[Opening Records section]
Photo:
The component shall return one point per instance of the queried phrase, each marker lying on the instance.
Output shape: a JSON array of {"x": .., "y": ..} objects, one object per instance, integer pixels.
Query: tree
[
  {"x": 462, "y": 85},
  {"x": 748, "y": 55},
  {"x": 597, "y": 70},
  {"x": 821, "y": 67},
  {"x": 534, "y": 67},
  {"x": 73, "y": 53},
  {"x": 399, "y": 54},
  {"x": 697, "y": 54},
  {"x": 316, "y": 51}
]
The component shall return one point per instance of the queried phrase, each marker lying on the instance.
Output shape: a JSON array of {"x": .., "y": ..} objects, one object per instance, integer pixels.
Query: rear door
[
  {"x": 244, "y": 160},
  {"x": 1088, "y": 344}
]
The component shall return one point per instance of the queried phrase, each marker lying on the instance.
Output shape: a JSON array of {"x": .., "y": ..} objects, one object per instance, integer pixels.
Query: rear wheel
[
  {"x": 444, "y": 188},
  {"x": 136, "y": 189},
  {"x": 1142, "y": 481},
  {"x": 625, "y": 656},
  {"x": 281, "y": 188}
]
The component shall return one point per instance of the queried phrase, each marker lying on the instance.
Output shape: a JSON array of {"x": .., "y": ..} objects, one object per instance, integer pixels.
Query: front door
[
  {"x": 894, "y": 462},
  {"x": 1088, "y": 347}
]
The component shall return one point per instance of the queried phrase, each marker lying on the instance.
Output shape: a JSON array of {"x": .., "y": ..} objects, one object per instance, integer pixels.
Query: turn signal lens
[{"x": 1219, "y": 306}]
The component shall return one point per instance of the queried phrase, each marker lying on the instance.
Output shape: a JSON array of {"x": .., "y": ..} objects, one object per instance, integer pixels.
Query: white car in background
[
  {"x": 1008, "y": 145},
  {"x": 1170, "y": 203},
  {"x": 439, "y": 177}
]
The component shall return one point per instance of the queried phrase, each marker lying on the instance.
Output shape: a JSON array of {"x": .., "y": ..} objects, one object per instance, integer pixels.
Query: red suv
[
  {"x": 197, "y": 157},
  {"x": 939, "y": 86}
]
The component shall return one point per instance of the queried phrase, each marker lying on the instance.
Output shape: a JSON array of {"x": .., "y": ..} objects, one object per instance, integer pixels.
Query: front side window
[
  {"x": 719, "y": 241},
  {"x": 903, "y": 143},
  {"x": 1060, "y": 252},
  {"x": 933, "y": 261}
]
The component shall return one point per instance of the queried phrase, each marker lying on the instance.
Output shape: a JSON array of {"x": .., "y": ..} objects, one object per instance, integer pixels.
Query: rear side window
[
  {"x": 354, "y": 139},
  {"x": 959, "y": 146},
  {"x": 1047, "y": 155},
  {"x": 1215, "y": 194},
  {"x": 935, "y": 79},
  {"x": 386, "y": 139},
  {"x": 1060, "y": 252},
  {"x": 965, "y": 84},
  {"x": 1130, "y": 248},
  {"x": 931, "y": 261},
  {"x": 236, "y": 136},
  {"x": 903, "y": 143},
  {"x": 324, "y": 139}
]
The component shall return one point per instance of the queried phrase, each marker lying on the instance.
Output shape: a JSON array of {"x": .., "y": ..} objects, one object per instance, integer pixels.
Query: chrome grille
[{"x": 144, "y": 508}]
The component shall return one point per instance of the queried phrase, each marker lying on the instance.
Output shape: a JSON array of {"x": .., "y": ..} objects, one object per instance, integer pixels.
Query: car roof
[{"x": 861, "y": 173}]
[Closing Records section]
### [Action item]
Return every record in full, word for word.

### [Response box]
Photo:
The component shall return one point per instance of the queried phrase, each marker lying on the instance.
Output shape: a JSON array of {"x": .., "y": ..} objects, one object per instance, integer pixels.
Query: tree
[
  {"x": 462, "y": 85},
  {"x": 748, "y": 55},
  {"x": 597, "y": 70},
  {"x": 821, "y": 67},
  {"x": 534, "y": 67},
  {"x": 73, "y": 53},
  {"x": 399, "y": 54},
  {"x": 697, "y": 54},
  {"x": 316, "y": 51}
]
The component shall return one point per instance of the queried phrase, each marker lying on the instance.
Output shape: a JSON array of {"x": .., "y": ..} objects, one object per instance, integer pixels.
Query: rear door
[
  {"x": 244, "y": 160},
  {"x": 1088, "y": 344}
]
The component shall return one point per instance of the queried phrase, each marker lying on the instance.
Output shape: a JSON array of {"x": .., "y": ..} objects, one object per instance, integer pixels.
Query: rear wheel
[
  {"x": 444, "y": 188},
  {"x": 136, "y": 189},
  {"x": 1142, "y": 481},
  {"x": 625, "y": 656},
  {"x": 281, "y": 188}
]
The component shall return one point per instance of the queried phrase, each marker lying on the instance.
Output shape: a JSON array of {"x": .., "y": ..} objects, one object per instance, integer pixels.
Query: front door
[
  {"x": 894, "y": 462},
  {"x": 1088, "y": 347}
]
The component shall return one point per instance of the queried phrase, each marker lying on the instance.
Output shape: a JSON array of {"x": .., "y": ..} objects, one object per instance, integer pixels.
Query: turn signal lens
[{"x": 1219, "y": 306}]
The component shall return one point per instance of the queried phrase, each marker lying on the instance.
Output shape: a JSON array of {"x": .., "y": ..} objects, one object per instance, integer pixels.
Query: white car in background
[
  {"x": 1008, "y": 145},
  {"x": 1170, "y": 203},
  {"x": 439, "y": 177}
]
The component shall return one point per instance of the queried phrase, each marker lying on the instance.
Output shape: a JSON array of {"x": .., "y": ..} objects, one object per instance, integer pixels.
Query: red suv
[
  {"x": 197, "y": 157},
  {"x": 939, "y": 86}
]
The component shall return one point per instance of the queried phrase, each marker lying on the instance.
Output shape: a JSON array of {"x": .., "y": ..} objects, one object per instance, integer pixels.
Query: front side window
[
  {"x": 719, "y": 241},
  {"x": 903, "y": 143},
  {"x": 1060, "y": 252},
  {"x": 933, "y": 261}
]
The component shall return one point per instance of the queried phrase, each marker lying on the instance.
Output shape: a JSON array of {"x": .., "y": ..} objects, one object per instance, integer pixels.
Query: rear side window
[
  {"x": 354, "y": 139},
  {"x": 959, "y": 146},
  {"x": 1047, "y": 155},
  {"x": 1215, "y": 194},
  {"x": 935, "y": 79},
  {"x": 386, "y": 139},
  {"x": 1060, "y": 252},
  {"x": 965, "y": 84},
  {"x": 1130, "y": 248},
  {"x": 931, "y": 261},
  {"x": 236, "y": 136},
  {"x": 903, "y": 143},
  {"x": 324, "y": 139}
]
The component shall return one point per instance of the queried phrase, each marker lying on the instance.
Output shape: a JSON array of {"x": .., "y": ..} objects, one object per instance, integer pixels.
Query: chrome grille
[{"x": 144, "y": 508}]
The component shall return one point per instance of the queried phrase, each marker lying on the instance.
Output shape: a JSON array of {"x": .., "y": ..} objects, one object per instance, integer pixels.
Query: car roof
[{"x": 861, "y": 173}]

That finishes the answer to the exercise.